- Your goal
Edit the rows from the line with "For every instance of the side mirror" to the line with "(1170, 400)" by putting "leafless tree" in place of "bare tree", and leave everything else unchanged. Return only those lines.

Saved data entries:
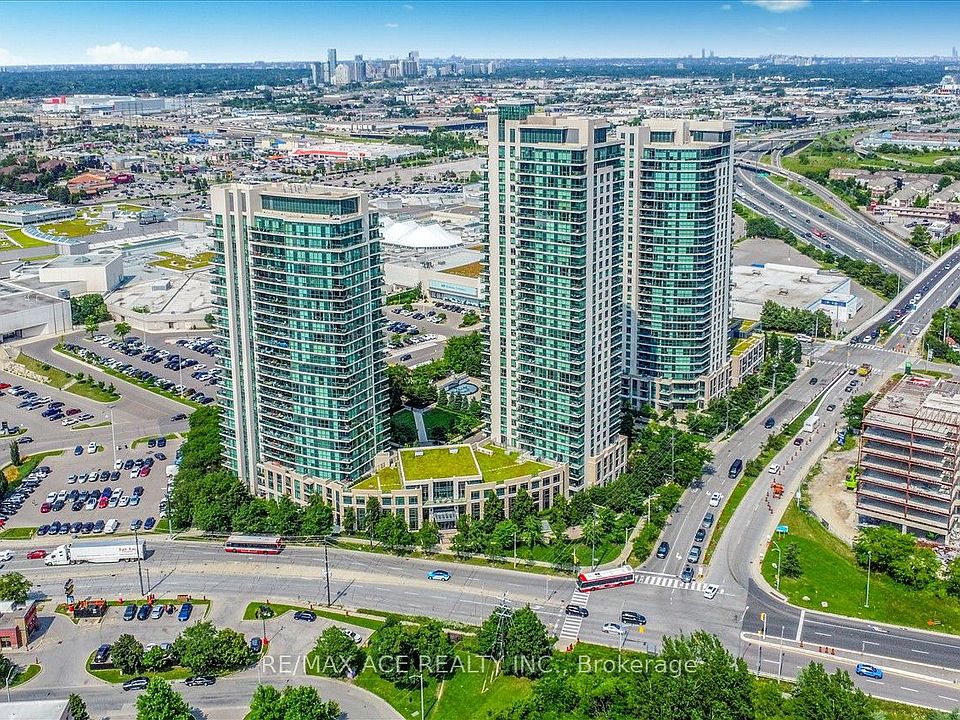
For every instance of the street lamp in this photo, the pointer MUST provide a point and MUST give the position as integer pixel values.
(869, 559)
(776, 546)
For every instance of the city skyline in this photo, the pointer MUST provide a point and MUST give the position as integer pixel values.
(96, 33)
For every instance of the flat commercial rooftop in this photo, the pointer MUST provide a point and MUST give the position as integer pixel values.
(789, 286)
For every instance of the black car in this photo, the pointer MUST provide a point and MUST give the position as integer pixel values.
(139, 683)
(199, 681)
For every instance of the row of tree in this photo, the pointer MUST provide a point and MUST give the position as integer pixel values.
(900, 556)
(201, 647)
(795, 320)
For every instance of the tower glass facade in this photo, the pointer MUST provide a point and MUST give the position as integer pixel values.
(552, 286)
(676, 290)
(297, 282)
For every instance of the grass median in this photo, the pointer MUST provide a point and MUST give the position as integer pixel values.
(832, 576)
(753, 469)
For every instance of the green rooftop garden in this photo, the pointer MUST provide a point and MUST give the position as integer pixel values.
(426, 463)
(385, 480)
(503, 465)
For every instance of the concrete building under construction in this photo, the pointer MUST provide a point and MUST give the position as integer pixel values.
(908, 459)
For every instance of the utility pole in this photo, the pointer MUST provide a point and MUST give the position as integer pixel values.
(326, 568)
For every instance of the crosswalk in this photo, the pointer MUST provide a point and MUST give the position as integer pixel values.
(571, 623)
(670, 581)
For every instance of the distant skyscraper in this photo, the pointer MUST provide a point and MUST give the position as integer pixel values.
(552, 285)
(297, 281)
(679, 230)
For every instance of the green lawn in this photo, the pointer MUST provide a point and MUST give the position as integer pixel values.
(78, 227)
(56, 377)
(425, 463)
(25, 675)
(502, 465)
(17, 534)
(181, 263)
(798, 190)
(831, 575)
(90, 391)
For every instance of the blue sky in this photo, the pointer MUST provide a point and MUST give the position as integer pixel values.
(240, 31)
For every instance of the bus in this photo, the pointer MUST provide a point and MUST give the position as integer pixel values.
(601, 579)
(254, 544)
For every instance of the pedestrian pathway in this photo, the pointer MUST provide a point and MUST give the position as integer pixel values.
(572, 623)
(421, 427)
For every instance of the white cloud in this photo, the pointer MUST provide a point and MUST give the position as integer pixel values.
(117, 53)
(779, 5)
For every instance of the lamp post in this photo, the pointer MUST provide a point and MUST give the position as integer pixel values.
(776, 546)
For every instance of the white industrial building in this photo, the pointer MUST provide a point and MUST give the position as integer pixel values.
(30, 313)
(32, 214)
(100, 271)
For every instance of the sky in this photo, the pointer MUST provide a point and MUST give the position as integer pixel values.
(127, 31)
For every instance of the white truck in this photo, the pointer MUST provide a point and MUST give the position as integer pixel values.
(811, 423)
(107, 552)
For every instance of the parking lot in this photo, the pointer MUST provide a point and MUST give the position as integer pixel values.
(84, 491)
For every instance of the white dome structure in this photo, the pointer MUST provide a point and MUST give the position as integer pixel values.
(410, 234)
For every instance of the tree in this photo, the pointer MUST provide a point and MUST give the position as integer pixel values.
(127, 654)
(121, 329)
(14, 587)
(335, 652)
(285, 516)
(266, 704)
(790, 566)
(155, 659)
(317, 518)
(818, 696)
(371, 517)
(349, 520)
(197, 647)
(428, 536)
(160, 702)
(78, 708)
(528, 648)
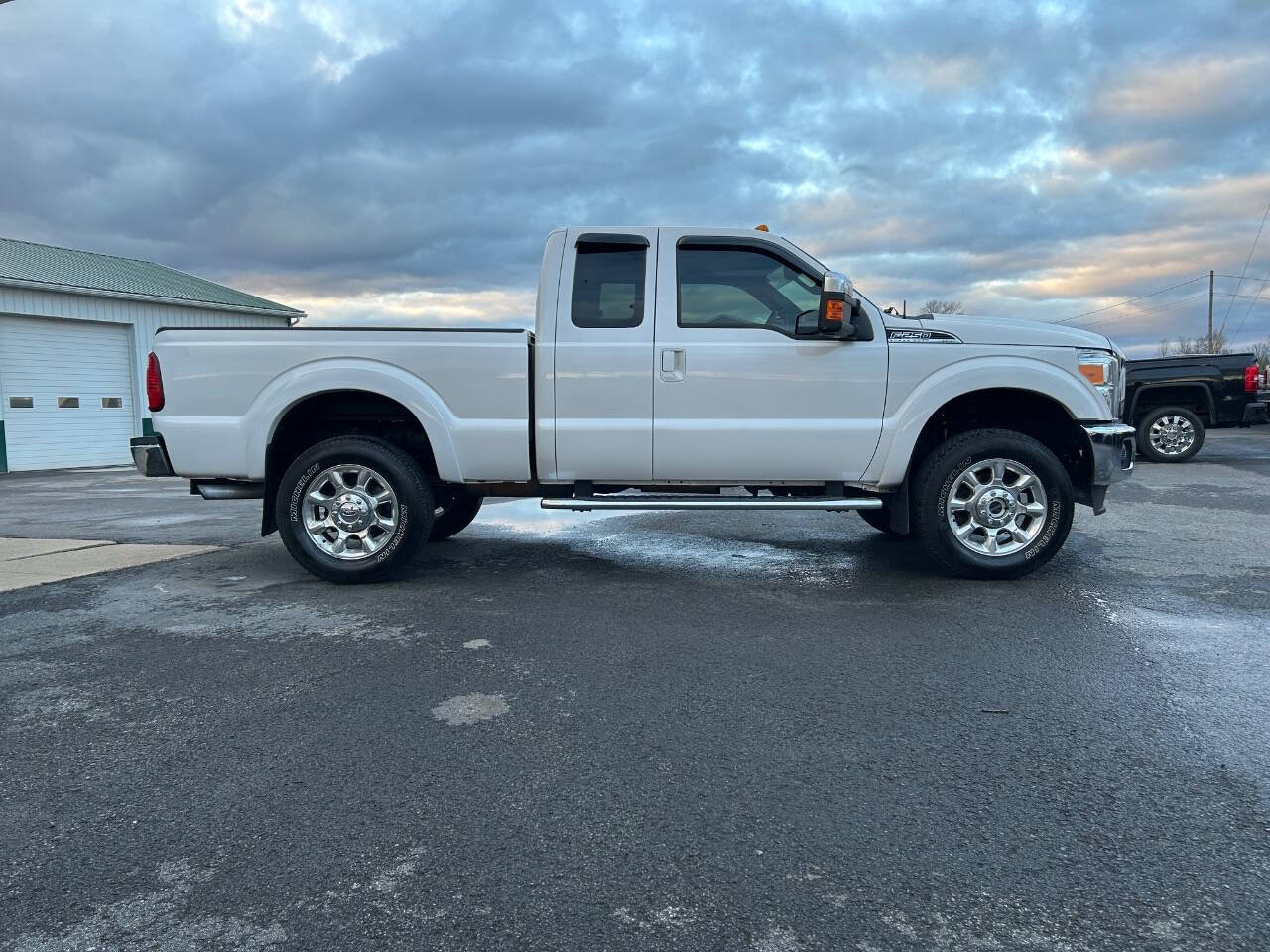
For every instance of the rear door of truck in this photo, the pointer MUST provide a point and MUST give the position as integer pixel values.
(603, 356)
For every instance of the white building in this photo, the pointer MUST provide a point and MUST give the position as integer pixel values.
(75, 331)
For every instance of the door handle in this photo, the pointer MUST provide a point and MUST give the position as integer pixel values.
(674, 366)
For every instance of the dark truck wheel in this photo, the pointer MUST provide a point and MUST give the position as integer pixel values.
(1170, 434)
(992, 504)
(352, 509)
(454, 508)
(880, 521)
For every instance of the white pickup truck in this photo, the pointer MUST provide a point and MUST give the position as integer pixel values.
(667, 370)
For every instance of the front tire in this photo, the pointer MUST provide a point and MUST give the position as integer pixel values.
(1170, 434)
(353, 509)
(992, 504)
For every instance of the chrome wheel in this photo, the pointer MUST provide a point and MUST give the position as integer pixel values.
(996, 507)
(1171, 434)
(349, 512)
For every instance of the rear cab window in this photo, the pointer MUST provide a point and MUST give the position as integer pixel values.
(608, 282)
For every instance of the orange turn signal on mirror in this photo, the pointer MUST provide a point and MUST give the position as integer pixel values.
(1095, 373)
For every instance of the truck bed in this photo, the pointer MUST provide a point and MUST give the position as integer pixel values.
(227, 389)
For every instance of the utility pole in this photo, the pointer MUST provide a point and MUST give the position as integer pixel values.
(1210, 311)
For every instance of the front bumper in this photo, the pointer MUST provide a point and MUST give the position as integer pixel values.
(1111, 449)
(150, 457)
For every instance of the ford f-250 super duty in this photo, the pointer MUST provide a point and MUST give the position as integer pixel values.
(666, 366)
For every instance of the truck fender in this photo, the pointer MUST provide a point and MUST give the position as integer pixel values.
(325, 375)
(1206, 389)
(902, 426)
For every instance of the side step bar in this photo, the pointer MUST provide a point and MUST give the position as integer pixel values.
(226, 489)
(680, 502)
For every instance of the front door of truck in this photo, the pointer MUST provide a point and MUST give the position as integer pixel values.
(603, 356)
(737, 397)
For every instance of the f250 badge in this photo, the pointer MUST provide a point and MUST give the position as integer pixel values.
(921, 336)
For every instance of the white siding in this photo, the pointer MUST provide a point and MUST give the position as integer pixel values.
(141, 317)
(50, 362)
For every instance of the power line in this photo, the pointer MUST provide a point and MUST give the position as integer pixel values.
(1129, 301)
(1246, 263)
(1162, 307)
(1144, 313)
(1250, 307)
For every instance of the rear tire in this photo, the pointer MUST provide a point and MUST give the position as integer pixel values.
(456, 507)
(353, 509)
(1170, 434)
(992, 504)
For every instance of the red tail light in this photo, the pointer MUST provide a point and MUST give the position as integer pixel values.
(154, 384)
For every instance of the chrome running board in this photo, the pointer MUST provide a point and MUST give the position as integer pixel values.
(702, 502)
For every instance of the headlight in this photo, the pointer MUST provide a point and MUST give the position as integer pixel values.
(1103, 371)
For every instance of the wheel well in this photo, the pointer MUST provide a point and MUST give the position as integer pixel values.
(339, 413)
(1026, 412)
(1192, 397)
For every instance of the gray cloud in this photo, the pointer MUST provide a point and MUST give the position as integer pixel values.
(365, 159)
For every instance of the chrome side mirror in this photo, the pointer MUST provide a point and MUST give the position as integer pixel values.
(834, 299)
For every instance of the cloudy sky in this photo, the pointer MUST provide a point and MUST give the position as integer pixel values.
(403, 160)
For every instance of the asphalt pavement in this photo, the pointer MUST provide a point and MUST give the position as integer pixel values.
(643, 731)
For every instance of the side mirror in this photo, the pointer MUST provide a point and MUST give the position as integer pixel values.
(835, 298)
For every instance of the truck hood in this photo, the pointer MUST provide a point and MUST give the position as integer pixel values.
(1011, 333)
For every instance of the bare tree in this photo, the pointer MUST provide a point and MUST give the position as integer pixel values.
(1261, 349)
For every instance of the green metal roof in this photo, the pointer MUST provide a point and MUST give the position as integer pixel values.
(84, 272)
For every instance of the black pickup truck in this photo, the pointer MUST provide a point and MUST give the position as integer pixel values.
(1170, 400)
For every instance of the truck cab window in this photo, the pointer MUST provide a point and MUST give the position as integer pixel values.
(608, 286)
(740, 287)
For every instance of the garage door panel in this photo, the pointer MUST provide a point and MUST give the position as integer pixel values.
(46, 359)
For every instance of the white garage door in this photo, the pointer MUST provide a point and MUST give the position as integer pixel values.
(66, 388)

- Written solution
For every instance of the side mirror in this photo, the pointer MUST provide a point and MUST give the position as integer pixel values.
(835, 298)
For every instance of the truck hood in this photo, the pointer MUST provide a point and MUST give the position as integer pixel values.
(1011, 333)
For every instance of the leafless tree in this photo, the pointer MUST provide a point and MUST give the position as integer pixel values.
(1261, 349)
For every instance of the green metal roof in this photo, the pointer MUST provide a point and MUST give the position as integer pixel values.
(84, 272)
For every instance of the black pickup truck in this photo, the pointer MUST provide a point and MUST give the position as integer pixel values.
(1170, 400)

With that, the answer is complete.